## Texto fornecido

╭──

Os irmãos Ethan e Joel Coen já falaram bastante, com propriedade, sobre o pesadelo americano – e os grandes personagens à sombra da mitologia que costuma cultuar apenas os chamados vencedores. Quando estenderam essa reflexão aos bastidores do cinema, em Barton Fink (1991), retrataram Hollywood como um verdadeiro sepulcro da criatividade artística. Em Ave, César!, seu 17º longa, eles mudaram um tantinho o tom, exercitando um humor mais leve, semelhante ao de Arizona Nunca Mais (1987) e Queime Depois de Ler (2008). Como neste último, no entanto, há comentários incisivos contidos em sua visão escrachada da indústria.

╰──

## Requisitos do exercício
Por favor, escreva sem nenhuma alteração o trecho do texto sobre os irmãos Coen que vai de "Os irmãos Ethan" até "escrachada da indústria.".

Dados de localização de pontos em imagens:

╭──

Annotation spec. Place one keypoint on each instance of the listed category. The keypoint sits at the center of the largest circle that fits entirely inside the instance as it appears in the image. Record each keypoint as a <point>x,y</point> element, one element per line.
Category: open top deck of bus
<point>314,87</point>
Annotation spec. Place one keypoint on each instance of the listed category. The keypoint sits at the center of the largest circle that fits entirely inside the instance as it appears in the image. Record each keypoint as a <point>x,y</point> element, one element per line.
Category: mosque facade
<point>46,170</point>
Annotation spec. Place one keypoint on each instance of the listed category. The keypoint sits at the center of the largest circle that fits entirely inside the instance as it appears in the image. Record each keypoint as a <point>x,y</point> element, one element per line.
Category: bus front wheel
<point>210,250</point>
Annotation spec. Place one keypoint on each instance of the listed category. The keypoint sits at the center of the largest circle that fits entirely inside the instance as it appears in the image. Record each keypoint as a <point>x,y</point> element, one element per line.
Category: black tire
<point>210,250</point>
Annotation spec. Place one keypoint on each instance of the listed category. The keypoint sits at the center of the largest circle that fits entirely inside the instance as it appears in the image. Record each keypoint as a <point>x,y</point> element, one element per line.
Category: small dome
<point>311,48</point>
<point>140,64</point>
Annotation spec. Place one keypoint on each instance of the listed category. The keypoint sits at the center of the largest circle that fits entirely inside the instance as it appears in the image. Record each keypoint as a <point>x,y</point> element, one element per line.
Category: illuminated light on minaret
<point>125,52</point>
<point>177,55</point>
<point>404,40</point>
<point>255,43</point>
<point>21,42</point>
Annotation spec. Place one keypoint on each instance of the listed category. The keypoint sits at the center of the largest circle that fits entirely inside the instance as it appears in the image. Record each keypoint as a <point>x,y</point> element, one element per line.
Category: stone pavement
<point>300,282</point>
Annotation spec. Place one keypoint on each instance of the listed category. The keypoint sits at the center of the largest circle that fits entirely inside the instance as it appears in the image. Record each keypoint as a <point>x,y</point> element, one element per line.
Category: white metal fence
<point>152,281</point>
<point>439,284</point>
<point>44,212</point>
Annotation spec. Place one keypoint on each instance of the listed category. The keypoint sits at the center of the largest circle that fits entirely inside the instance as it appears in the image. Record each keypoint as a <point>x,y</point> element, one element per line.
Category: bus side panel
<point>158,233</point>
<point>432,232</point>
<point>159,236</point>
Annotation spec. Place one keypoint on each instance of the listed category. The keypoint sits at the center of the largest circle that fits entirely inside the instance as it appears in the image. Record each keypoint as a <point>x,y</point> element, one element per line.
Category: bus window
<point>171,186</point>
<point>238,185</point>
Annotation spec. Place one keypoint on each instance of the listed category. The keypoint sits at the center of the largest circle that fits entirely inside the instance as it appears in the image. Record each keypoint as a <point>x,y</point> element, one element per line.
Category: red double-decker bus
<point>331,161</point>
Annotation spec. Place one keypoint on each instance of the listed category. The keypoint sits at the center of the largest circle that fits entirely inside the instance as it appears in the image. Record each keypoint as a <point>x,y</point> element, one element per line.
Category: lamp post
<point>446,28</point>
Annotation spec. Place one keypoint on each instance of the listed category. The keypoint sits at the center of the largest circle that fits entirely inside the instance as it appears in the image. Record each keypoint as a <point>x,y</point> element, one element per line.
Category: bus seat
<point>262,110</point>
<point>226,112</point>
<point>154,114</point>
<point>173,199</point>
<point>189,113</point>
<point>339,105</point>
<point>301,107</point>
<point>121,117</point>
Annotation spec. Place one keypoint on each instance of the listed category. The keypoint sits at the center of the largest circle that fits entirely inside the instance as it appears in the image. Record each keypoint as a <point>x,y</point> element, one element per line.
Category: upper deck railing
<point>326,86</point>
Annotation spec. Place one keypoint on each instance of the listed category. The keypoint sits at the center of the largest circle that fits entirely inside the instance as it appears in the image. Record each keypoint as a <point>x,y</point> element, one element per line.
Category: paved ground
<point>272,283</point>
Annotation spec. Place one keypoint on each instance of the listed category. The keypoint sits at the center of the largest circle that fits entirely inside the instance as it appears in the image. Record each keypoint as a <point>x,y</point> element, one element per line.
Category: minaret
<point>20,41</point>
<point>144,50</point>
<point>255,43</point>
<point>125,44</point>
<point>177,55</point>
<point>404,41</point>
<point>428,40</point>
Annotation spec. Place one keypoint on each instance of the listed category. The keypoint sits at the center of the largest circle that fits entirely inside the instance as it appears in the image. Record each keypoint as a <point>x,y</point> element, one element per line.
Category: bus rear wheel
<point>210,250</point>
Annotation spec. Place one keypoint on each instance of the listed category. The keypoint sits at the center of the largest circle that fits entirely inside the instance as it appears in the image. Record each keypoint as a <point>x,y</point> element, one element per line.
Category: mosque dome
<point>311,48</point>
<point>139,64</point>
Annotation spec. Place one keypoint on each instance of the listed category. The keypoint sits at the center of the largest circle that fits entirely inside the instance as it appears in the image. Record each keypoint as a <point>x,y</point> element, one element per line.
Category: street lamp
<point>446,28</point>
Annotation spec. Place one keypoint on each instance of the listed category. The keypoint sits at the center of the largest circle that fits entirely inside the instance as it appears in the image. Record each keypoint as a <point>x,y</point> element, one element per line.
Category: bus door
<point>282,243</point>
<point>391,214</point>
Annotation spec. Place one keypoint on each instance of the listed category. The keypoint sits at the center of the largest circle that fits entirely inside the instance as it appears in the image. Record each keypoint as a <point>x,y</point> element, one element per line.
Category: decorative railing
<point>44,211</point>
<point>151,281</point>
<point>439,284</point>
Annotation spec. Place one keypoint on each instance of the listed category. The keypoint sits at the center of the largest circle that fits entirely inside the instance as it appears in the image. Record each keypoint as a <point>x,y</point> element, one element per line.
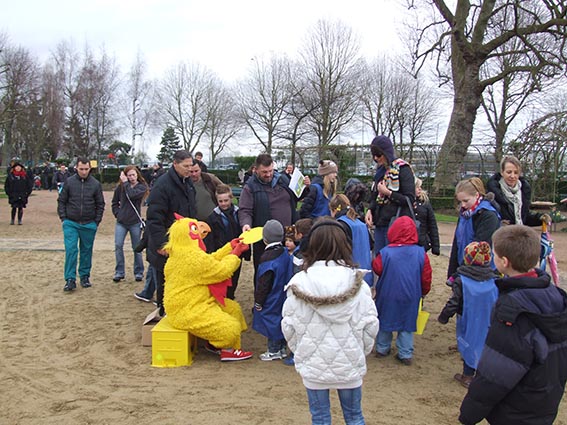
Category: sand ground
<point>77,359</point>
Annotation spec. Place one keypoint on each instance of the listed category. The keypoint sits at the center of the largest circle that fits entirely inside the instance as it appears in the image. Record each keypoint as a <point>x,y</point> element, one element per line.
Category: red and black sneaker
<point>235,355</point>
<point>212,349</point>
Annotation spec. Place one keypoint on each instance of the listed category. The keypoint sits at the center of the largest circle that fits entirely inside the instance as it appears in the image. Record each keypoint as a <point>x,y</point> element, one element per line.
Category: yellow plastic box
<point>171,347</point>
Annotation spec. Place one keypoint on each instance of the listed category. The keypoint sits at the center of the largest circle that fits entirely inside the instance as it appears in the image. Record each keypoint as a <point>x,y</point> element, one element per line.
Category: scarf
<point>392,178</point>
<point>514,196</point>
<point>20,174</point>
<point>469,213</point>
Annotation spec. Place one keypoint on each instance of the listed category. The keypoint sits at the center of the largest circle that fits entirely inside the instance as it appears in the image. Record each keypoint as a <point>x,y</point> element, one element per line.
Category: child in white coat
<point>330,322</point>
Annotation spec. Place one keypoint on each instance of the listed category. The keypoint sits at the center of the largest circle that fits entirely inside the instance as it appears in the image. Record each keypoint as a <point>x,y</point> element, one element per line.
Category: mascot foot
<point>232,355</point>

╰──

## Resultado do exercício
Os irmãos Ethan e Joel Coen já falaram bastante, com propriedade, sobre o pesadelo americano – e os grandes personagens à sombra da mitologia que costuma cultuar apenas os chamados vencedores. Quando estenderam essa reflexão aos bastidores do cinema, em Barton Fink (1991), retrataram Hollywood como um verdadeiro sepulcro da criatividade artística. Em Ave, César!, seu 17º longa, eles mudaram um tantinho o tom, exercitando um humor mais leve, semelhante ao de Arizona Nunca Mais (1987) e Queime Depois de Ler (2008). Como neste último, no entanto, há comentários incisivos contidos em sua visão escrachada da indústria.